Image-grounded pointing data:
**********

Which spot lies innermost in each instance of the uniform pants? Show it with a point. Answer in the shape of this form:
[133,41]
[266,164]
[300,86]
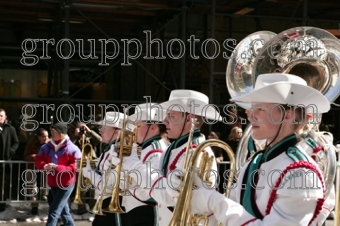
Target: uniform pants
[110,219]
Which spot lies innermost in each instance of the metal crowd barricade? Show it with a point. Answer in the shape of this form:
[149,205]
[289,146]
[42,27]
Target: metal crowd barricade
[16,186]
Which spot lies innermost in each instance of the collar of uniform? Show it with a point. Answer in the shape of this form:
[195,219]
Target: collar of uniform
[280,147]
[182,140]
[149,141]
[109,145]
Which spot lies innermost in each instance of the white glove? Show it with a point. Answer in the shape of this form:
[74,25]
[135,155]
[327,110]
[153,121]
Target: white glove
[201,200]
[87,171]
[174,183]
[129,162]
[108,160]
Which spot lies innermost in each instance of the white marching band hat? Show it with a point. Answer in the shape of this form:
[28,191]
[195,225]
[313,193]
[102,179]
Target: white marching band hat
[285,89]
[193,102]
[115,119]
[148,112]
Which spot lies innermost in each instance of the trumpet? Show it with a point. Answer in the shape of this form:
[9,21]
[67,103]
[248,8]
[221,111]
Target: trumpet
[82,180]
[181,216]
[124,150]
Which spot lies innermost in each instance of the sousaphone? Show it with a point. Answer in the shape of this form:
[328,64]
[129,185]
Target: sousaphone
[294,51]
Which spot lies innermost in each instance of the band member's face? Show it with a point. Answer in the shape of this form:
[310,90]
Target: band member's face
[56,136]
[107,134]
[3,117]
[174,123]
[265,119]
[43,138]
[143,129]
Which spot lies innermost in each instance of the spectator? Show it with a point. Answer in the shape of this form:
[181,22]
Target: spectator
[31,150]
[59,157]
[90,137]
[8,145]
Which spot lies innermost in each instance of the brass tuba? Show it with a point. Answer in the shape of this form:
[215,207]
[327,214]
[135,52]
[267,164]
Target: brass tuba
[181,215]
[293,51]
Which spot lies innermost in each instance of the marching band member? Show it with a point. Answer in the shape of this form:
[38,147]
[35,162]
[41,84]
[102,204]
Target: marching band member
[183,105]
[282,184]
[110,130]
[150,140]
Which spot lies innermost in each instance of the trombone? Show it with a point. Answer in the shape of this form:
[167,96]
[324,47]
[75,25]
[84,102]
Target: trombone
[82,180]
[181,215]
[124,150]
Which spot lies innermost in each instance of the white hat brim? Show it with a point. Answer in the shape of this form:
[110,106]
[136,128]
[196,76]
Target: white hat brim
[288,93]
[148,115]
[186,105]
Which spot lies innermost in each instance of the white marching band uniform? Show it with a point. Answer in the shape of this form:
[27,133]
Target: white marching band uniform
[282,185]
[150,155]
[154,180]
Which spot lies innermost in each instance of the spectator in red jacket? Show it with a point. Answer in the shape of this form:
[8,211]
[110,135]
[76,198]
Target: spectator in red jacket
[58,157]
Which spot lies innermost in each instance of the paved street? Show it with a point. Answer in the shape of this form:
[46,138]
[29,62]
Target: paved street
[88,223]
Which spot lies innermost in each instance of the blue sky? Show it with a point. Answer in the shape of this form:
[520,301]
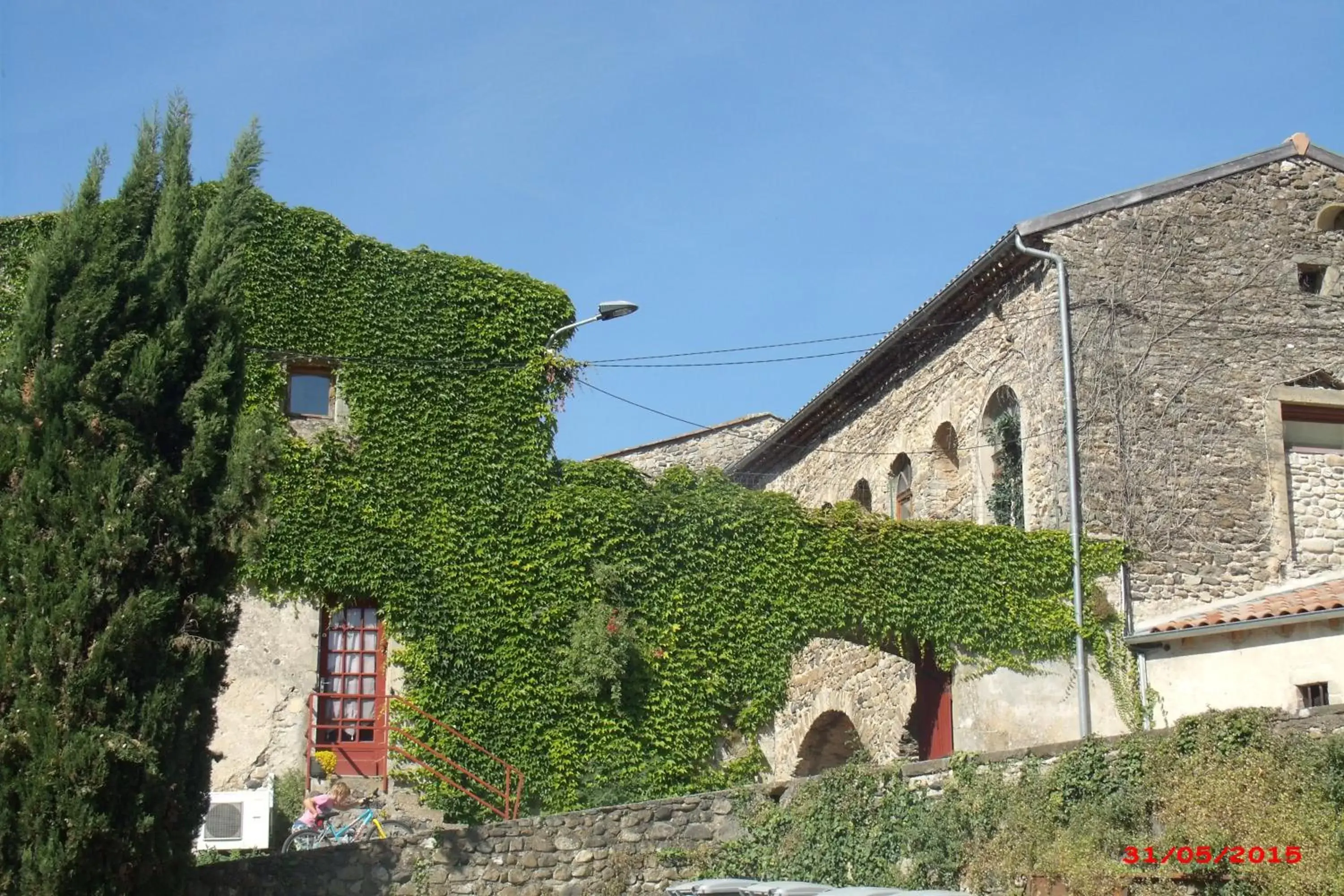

**********

PROBLEM TO WORK ON: Give back the entries verbatim but drop every picture.

EXERCISE ANSWER:
Which spot lies innermost in each instance of the uniform pants? Show it with a point. Answer in the shape of this form:
[133,41]
[266,164]
[300,86]
Target: uniform pants
[110,219]
Which spot lies innermost in each instance of the metal crowd barricade? Show it with a point. Answer in the shape of this form:
[149,205]
[289,146]
[42,27]
Target: metal crowd barricade
[16,186]
Which spot lies innermost in each instance of the collar of uniform? Show it with a point. Answer in the shape of this form:
[195,219]
Target: collar of uniform
[280,147]
[182,140]
[149,141]
[109,145]
Which spot lies innermost in each instance of the white glove? Show it with a point. Answer in the shape of this form:
[74,25]
[135,155]
[327,110]
[153,121]
Target: white glove
[201,200]
[87,171]
[174,183]
[129,162]
[108,160]
Which spot lies innermost in each instance of the white marching band hat? Show it with a point. Answer in the shape of this form:
[28,191]
[195,225]
[313,193]
[102,179]
Target: white marching band hat
[285,89]
[193,102]
[115,119]
[148,112]
Which spot lies innermost in each instance of the trumpet? Show it with a point. Answer in the shape of this form:
[9,21]
[67,103]
[248,8]
[221,111]
Target: trumpet
[82,180]
[181,216]
[124,150]
Which spot lies innermost in each instance of the sousaphone? Show it with a point. Answer in the shape of this form:
[328,64]
[129,185]
Target: sousaphone
[294,51]
Which spot lies innermost in each instance of the band member's face? Show it with a point. Answer in the shape of this form:
[310,90]
Target: band member's face
[56,136]
[107,134]
[3,117]
[174,123]
[265,119]
[43,138]
[143,129]
Which spot lies innermost in each instance of the spectator? Show it with a point. Answer in the shape of this form:
[181,22]
Target: spectator
[31,150]
[59,157]
[90,137]
[8,145]
Which spot lies innermost in each instance of the brass tuba? Show it with a point. Answer in the shape of this form:
[215,207]
[327,214]
[135,52]
[267,164]
Target: brass tuba
[181,215]
[293,51]
Which spot lies innermost in each instance of the marching band member? Show it with a point. Answer in the shape of this form:
[38,147]
[35,162]
[41,84]
[102,204]
Target: marching band member
[183,105]
[282,184]
[110,130]
[150,140]
Which spot lies innermost in each instance of the trombone? Show it with a point. Answer in the shape of this form:
[167,96]
[324,47]
[75,25]
[84,102]
Target: trombone
[82,180]
[181,215]
[124,150]
Which spot lies innermost in each instance of the white hat brim? Show it with a point. Answer in the shape of this form:
[110,106]
[136,128]
[196,76]
Target: white hat brim
[288,93]
[148,115]
[186,105]
Which spot lies innermost in each instance of the white marching band uniform? Show it with a point. Answer in the shape of this form:
[27,133]
Target: white marching band uniform
[282,185]
[150,155]
[154,180]
Which spot lies innermost in each instance of the spectator in red jacket? Show it with a point. Answer in the shape of this form:
[8,211]
[110,135]
[76,198]
Target: spectator in red jacket
[58,157]
Which spot lies innermost in each instance of the paved street? Show it with a point. Answer in the shape of this form:
[46,138]
[29,62]
Target: paved street
[88,223]
Which spot lies innermost in each instance of the blue sky? Show it with a point. Answer in the shape of this form:
[520,301]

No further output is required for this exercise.